Cervantes y el «Quijote»
Atardecer sobre la isla de Manhattan y el East River
(Miércoles, 18 de mayo de 2005)
En lo que va del año, es mucho lo que se ha escrito y se
ha dicho sobre el Quijote de Cervantes. Como cuando una va al
teatro a presenciar a Hamlet, con esa extraordinaria expectativa
para descubrir qué dimensión, qué dirección se le dará a Hamlet, uno lee
los artículos que se escriben sobre el Quijote, esperando una
revelación, una lección nueva, una revelación. Pero no: cuando uno
termina de leerlos percibe que es más probable encontrar algo nuevo
leyendo la novela que leyendo los estudios, los ensayos, los artículos.
Lo que nos hace pensar en aquel ensayo de Jorge Luis Borges, escrito en
1931, y publicado en el libro Discusión, en 1932: “La
supersticiosa ética del lector”. Allí encontramos todo lo que
necesitamos saber sobre ese símbolo que sobrevive buenos y malos
traductores, cuidadosas y descuidadas versiones e, incluso,
extraordinarias e inferiores interpretaciones.

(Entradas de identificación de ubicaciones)
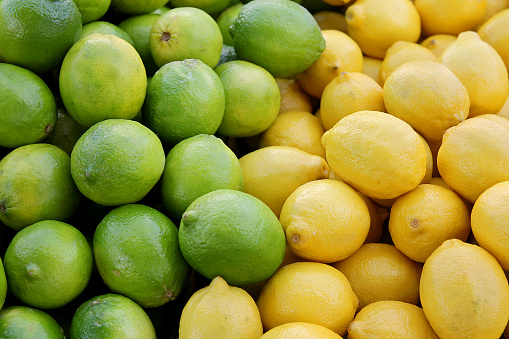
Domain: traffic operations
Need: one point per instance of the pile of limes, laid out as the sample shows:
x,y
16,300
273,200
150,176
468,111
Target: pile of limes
x,y
254,169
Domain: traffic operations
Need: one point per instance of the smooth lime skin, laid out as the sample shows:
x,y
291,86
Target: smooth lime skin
x,y
137,254
27,106
28,323
36,185
234,235
36,34
111,316
48,264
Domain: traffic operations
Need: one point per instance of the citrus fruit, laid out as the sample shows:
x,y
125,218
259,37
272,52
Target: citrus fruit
x,y
428,96
291,42
272,173
328,299
220,311
381,272
28,322
348,93
325,221
194,167
376,153
36,34
117,162
231,234
48,264
185,33
481,70
300,330
184,99
28,107
35,185
252,99
464,292
489,222
391,319
375,25
341,54
111,316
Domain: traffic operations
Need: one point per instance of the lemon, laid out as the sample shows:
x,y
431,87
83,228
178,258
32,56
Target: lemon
x,y
451,17
106,67
297,129
401,52
464,292
272,173
220,311
341,54
473,156
428,96
325,221
481,69
376,153
328,299
489,222
300,330
390,319
375,25
348,93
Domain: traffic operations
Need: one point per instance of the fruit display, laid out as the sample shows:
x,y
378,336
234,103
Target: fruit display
x,y
237,169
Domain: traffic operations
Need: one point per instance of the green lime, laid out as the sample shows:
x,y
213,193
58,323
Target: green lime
x,y
48,264
278,35
111,316
225,20
128,238
35,185
194,167
105,67
138,27
252,99
232,234
117,161
28,323
28,107
104,27
36,34
185,33
184,98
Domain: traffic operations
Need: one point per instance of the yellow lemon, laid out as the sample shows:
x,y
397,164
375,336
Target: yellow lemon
x,y
464,292
348,93
376,153
421,220
220,311
376,24
272,173
341,54
381,272
325,221
428,96
450,17
328,299
481,69
301,130
391,319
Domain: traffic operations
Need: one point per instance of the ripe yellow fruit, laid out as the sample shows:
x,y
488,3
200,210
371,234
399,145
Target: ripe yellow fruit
x,y
376,24
381,272
325,221
464,292
308,292
422,219
376,153
341,54
348,93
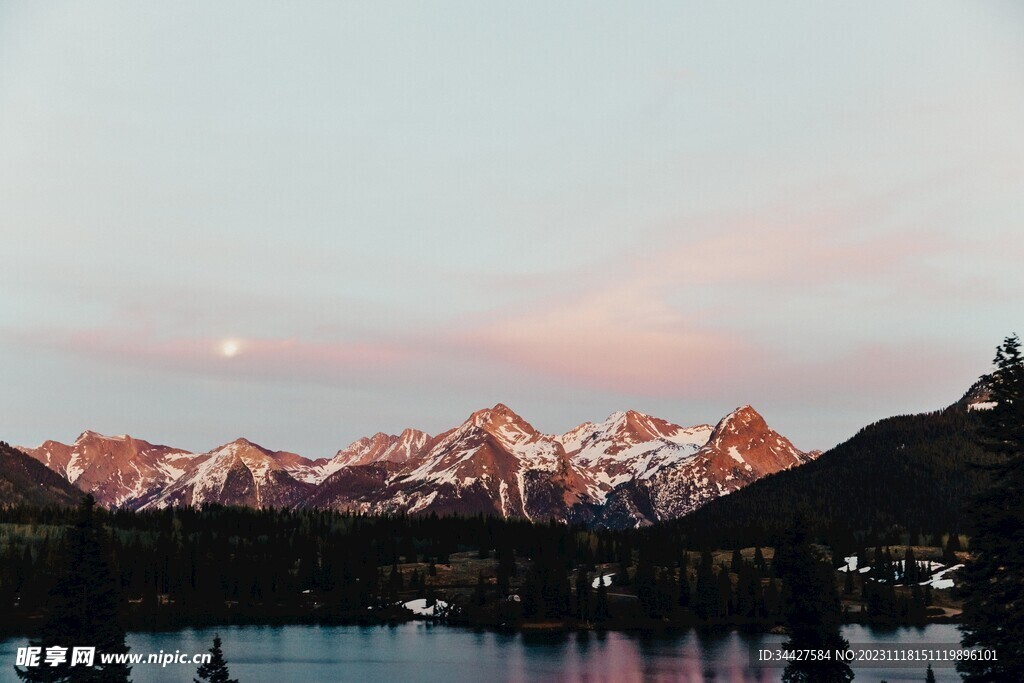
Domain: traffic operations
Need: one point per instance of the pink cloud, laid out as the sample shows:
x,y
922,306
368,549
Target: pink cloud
x,y
287,358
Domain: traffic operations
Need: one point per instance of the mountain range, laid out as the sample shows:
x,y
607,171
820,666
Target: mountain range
x,y
629,470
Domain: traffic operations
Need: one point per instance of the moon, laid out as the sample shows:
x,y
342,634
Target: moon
x,y
229,348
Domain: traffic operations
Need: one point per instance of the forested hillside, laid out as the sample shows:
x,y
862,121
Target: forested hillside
x,y
910,474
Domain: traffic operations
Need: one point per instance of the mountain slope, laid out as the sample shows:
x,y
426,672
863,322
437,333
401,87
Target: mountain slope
x,y
741,449
117,470
494,463
916,472
238,473
27,481
630,445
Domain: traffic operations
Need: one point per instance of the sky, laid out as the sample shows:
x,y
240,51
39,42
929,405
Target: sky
x,y
307,222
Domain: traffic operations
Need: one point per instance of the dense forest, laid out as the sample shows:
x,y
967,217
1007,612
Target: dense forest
x,y
218,564
901,479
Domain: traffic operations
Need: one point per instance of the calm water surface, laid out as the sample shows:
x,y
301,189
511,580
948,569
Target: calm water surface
x,y
420,651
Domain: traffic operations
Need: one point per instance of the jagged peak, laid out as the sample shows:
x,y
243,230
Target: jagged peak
x,y
743,418
241,443
499,414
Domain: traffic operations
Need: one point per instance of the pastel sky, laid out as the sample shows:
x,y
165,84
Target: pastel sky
x,y
305,222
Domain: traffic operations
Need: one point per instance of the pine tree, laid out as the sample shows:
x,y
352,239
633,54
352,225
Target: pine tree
x,y
601,601
84,607
214,671
811,606
993,606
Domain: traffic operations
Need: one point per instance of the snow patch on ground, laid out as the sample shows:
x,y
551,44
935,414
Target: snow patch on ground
x,y
420,608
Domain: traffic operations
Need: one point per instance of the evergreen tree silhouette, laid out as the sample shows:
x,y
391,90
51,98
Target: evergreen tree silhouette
x,y
811,607
993,606
214,671
83,609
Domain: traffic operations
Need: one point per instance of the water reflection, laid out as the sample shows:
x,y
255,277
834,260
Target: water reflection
x,y
420,651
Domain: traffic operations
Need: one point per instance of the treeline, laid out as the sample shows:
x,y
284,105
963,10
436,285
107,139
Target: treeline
x,y
219,564
900,479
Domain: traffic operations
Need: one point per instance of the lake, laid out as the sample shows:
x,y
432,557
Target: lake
x,y
423,651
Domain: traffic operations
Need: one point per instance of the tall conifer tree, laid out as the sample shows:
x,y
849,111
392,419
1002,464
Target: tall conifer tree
x,y
993,578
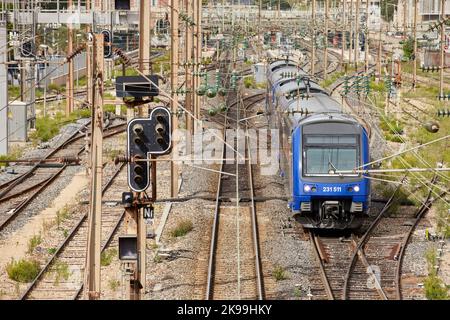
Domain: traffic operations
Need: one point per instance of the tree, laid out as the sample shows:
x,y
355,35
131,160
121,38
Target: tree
x,y
408,48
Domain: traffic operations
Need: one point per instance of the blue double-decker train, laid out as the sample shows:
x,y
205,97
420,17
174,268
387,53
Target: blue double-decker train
x,y
319,141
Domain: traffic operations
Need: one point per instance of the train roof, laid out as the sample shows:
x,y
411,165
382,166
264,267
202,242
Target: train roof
x,y
317,103
327,117
288,85
279,63
275,76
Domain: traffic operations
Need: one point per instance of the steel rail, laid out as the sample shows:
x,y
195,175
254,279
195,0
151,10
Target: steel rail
x,y
255,233
363,241
72,233
323,273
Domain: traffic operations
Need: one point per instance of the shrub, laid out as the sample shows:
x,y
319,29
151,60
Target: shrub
x,y
107,256
182,228
279,273
33,243
433,285
23,270
54,88
114,284
61,270
249,82
62,215
391,126
435,288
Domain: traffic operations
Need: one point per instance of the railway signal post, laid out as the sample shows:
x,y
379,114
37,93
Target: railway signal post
x,y
146,138
442,44
92,268
415,46
313,41
70,65
174,61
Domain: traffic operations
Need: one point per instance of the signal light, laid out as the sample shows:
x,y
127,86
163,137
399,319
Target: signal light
x,y
443,113
147,136
27,49
432,126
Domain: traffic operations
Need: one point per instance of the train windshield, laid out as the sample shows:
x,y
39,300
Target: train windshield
x,y
323,154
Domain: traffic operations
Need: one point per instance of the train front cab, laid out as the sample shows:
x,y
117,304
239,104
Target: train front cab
x,y
320,199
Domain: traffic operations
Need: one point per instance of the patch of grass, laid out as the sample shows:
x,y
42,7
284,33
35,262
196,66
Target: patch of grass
x,y
13,91
182,228
433,285
297,293
390,125
111,154
61,271
393,137
54,88
249,82
279,273
13,153
377,87
33,242
107,256
331,79
113,284
61,215
442,218
47,127
47,225
157,258
23,270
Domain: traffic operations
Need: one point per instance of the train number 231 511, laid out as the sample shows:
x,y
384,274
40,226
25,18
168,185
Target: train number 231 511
x,y
331,189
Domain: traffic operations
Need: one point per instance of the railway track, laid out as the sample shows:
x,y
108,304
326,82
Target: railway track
x,y
19,193
72,251
368,267
234,234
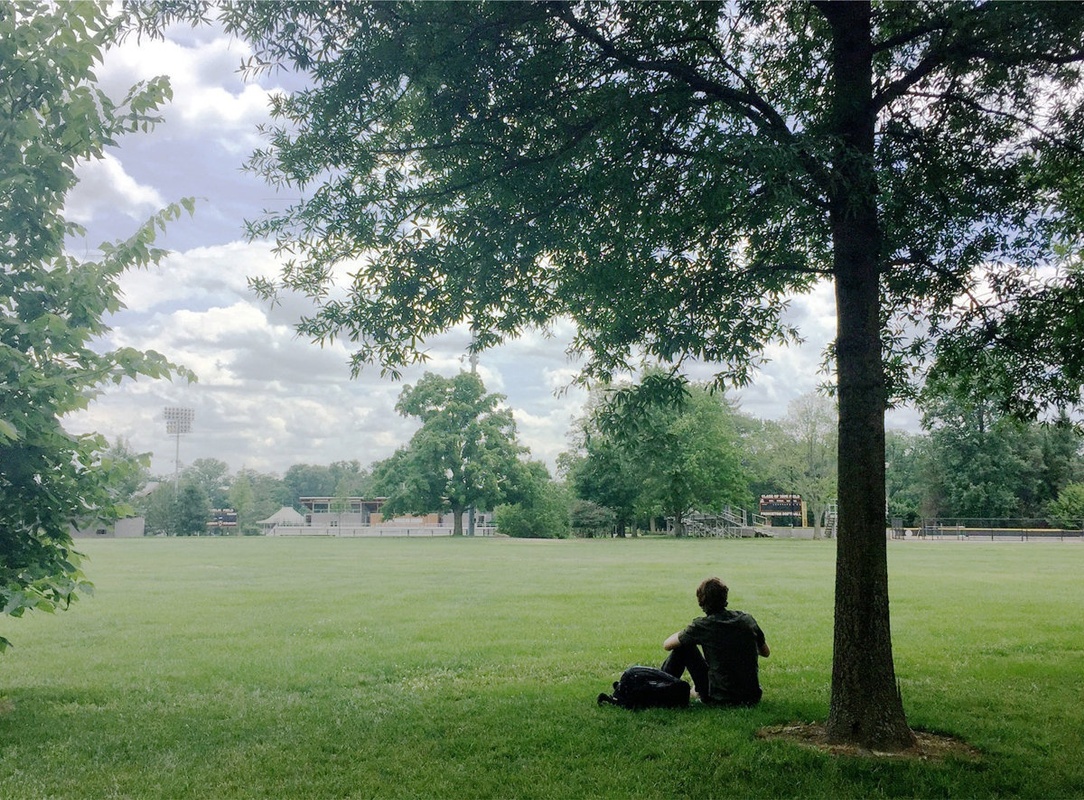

TAREAS PROPUESTAS =>
**a)** Cambia "Hamlet" por "Otelo" en el tramo del texto sobre el Quijote que va desde "Atardecer sobre la" hasta "ensayos, los artículos.", y escribe ese tramo completo.
**b)** Prosigue el ensayo sobre el Quijote a partir de su última oración.

RESPUESTAS ESPERADAS =>
**a)**
Atardecer sobre la isla de Manhattan y el East River
(Miércoles, 18 de mayo de 2005)
En lo que va del año, es mucho lo que se ha escrito y se
ha dicho sobre el Quijote de Cervantes. Como cuando una va al
teatro a presenciar a Otelo, con esa extraordinaria expectativa
para descubrir qué dimensión, qué dirección se le dará a Otelo, uno lee
los artículos que se escriben sobre el Quijote, esperando una
revelación, una lección nueva, una revelación. Pero no: cuando uno
termina de leerlos percibe que es más probable encontrar algo nuevo
leyendo la novela que leyendo los estudios, los ensayos, los artículos.

**b)**
LA SUPERSTICIOSA ÉTICA DEL LECTOR
Jorge Luis Borges
La condición indigente de
nuestras letras, su incapacidad de atraer, han producido una
superstición del estilo, una distraída lectura de atenciones parciales.
Los que adolecen de esa superstición entienden por estilo no la eficacia
o la ineficacia de una página, sino las habilidades aparentes del
escritor: sus comparaciones, su acústica, los episodios de su puntuación
y de su sintaxis. Son indiferentes a la propia convicción o propia
emoción: buscan tecniquerías (la palabra es de Miguel de Unamuno)
que les informarán si lo escrito tiene el derecho o no de agradarles.
Oyeron que la adjetivación no debe ser trivial y opinarán que está mal
escrita una página si no hay sorpresas en la juntura de adjetivos con
sustantivos, aunque su finalidad general esté realizada. Oyeron que la
concisión es una virtud y tienen por conciso a quien se demora en diez
frases breves y no a quien maneje una larga. (Ejemplos normativos de esa
charlatanería de la brevedad, de ese frenesí sentencioso, pueden
buscarse en la dicción del célebre estadista danés Polonio, de Hamlet,
o del Polonio natural, Baltasar Gracián.) Oyeron que la cercana
repetición de unas sílabas es cacofónica y simularán que en prosa les
duele, aunque en verso les agencie un gusto especial, pienso que
simulado también. Es decir, no se fijan en la eficacia del mecanismo,
sino en la disposición de sus partes. Subordinan la emoción a la ética,
a una etiqueta indiscutida más bien. Se ha generalizado tanto esa
inhibición que ya no van quedando lectores, en el sentido ingenuo de la
palabra, sino que todos son críticos potenciales.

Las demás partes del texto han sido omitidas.